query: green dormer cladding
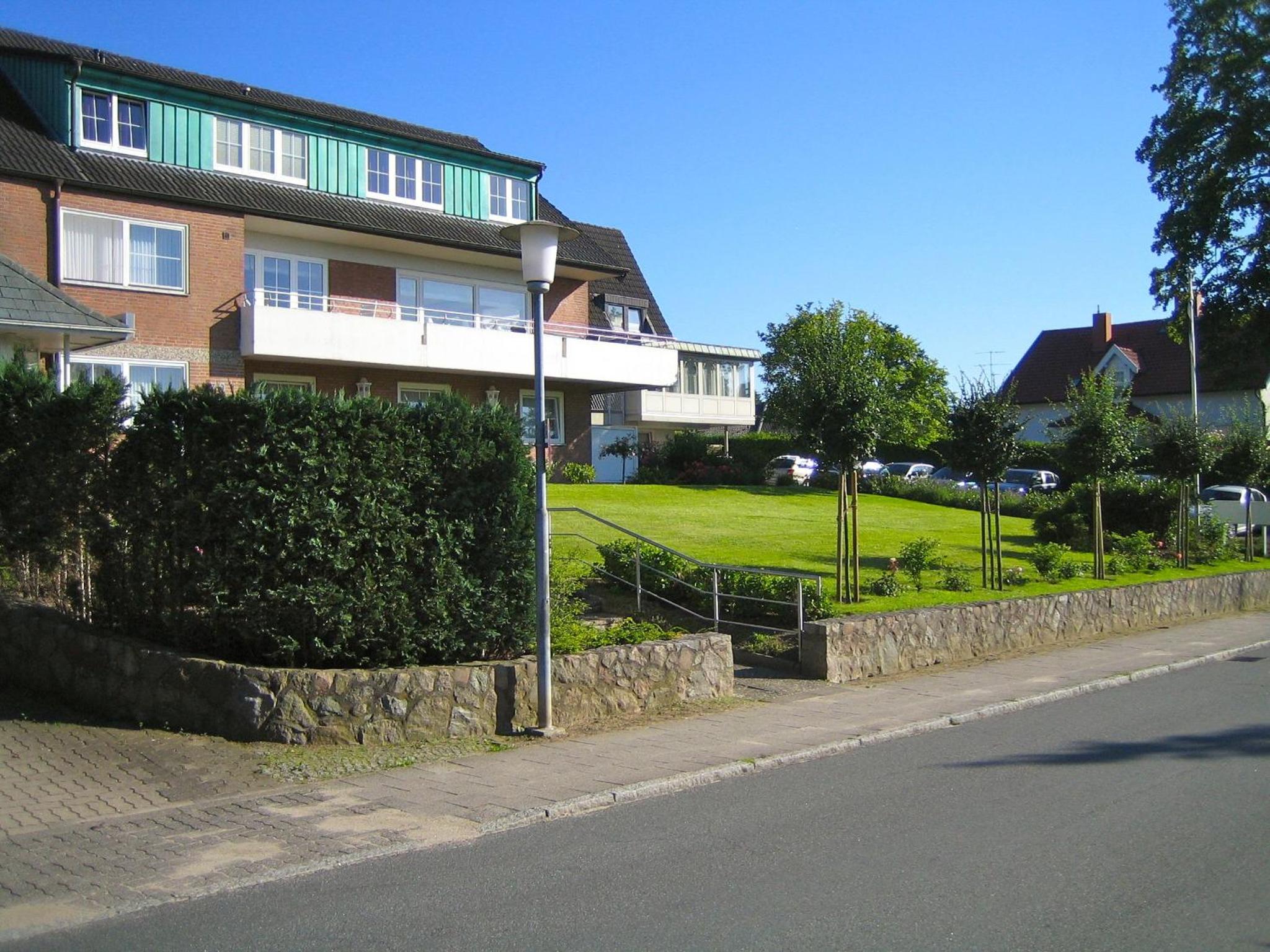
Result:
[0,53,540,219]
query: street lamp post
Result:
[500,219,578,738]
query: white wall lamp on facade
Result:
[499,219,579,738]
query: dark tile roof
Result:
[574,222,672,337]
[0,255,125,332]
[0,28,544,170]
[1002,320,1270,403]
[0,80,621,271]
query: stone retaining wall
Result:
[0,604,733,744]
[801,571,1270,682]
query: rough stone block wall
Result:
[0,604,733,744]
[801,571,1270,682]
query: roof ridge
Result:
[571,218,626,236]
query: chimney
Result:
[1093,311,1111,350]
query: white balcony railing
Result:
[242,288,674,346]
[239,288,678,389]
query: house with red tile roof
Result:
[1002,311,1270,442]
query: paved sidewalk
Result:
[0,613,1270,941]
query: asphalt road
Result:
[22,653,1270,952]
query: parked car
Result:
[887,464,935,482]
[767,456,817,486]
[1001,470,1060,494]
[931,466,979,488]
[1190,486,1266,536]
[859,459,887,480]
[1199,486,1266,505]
---
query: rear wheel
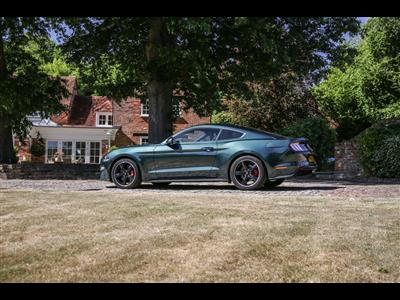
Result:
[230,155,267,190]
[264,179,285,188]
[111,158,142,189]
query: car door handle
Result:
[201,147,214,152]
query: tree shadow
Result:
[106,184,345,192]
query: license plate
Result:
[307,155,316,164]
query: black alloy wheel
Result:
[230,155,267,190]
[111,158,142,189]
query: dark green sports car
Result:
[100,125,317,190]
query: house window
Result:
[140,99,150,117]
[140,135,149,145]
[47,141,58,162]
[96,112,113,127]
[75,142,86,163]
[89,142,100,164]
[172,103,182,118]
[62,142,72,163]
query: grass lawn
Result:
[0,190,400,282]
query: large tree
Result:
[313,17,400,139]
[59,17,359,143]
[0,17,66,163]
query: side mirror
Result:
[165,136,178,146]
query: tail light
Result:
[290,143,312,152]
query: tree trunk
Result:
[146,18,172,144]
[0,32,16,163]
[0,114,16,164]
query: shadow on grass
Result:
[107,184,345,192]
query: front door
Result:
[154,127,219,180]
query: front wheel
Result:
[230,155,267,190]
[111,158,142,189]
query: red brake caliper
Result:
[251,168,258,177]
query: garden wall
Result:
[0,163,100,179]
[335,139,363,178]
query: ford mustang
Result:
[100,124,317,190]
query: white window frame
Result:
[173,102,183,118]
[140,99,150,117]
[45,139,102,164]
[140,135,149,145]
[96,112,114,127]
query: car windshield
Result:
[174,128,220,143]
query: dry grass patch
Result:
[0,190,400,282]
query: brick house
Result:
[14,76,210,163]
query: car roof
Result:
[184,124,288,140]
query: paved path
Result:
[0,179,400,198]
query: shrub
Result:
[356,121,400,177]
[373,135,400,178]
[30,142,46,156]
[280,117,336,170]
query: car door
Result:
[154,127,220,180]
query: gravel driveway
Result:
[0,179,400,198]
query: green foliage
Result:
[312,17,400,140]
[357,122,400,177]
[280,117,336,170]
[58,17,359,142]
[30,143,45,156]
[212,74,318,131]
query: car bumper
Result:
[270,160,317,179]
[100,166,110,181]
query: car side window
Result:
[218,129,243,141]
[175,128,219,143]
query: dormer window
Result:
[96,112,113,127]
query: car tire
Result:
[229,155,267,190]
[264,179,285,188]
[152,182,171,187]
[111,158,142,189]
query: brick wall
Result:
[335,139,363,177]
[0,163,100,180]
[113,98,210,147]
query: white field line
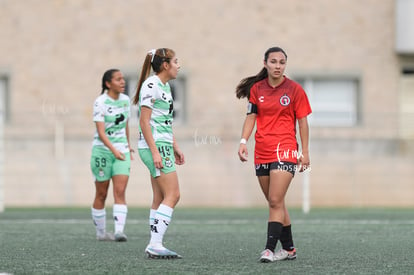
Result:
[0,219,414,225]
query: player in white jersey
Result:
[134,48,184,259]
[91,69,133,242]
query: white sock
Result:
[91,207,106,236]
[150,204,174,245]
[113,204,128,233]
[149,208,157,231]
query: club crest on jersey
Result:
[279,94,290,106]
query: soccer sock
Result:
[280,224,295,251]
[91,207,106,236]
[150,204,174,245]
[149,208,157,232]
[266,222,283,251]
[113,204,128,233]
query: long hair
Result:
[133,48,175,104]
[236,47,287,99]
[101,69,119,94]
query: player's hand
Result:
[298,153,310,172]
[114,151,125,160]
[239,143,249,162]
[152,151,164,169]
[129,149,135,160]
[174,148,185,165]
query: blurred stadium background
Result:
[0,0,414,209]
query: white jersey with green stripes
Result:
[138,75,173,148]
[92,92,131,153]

§ **Stated goal**:
Find every line in the records that contains the string "door", matching case exactly, and copy each of those lines.

§ **Task result**:
query: car door handle
query: front door
query: car door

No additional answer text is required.